DATA FOR THIS TASK:

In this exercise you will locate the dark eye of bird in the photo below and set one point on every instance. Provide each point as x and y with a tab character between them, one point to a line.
* * *
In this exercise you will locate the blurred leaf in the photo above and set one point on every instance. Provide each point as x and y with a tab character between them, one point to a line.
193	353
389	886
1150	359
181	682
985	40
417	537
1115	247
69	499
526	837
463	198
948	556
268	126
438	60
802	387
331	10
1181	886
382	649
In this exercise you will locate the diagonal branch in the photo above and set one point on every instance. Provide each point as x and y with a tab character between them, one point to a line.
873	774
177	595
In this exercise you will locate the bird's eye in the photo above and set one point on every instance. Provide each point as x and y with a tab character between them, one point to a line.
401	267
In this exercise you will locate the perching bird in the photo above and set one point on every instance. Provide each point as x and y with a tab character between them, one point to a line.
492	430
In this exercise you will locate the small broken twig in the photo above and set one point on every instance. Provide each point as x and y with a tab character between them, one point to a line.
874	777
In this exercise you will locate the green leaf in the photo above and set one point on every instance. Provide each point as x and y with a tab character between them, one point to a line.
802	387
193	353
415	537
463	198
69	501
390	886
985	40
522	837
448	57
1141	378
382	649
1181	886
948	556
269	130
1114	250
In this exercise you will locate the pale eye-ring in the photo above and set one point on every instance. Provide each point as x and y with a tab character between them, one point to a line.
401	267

SHORT PROBLEM: Pick out every line of the listing above that contains the word "leaf", and copy each one in full.

RESPONSE BELOW:
In this exercise you will locate the blurred leaf in the photo above and set one point on every instance. Provide each point as x and y with a tab character between them, one point to a line.
In this exercise you will locate the green leaf in the photo above and set one point on every instance. Provide each point as x and y with a tab character between them, one point to a line.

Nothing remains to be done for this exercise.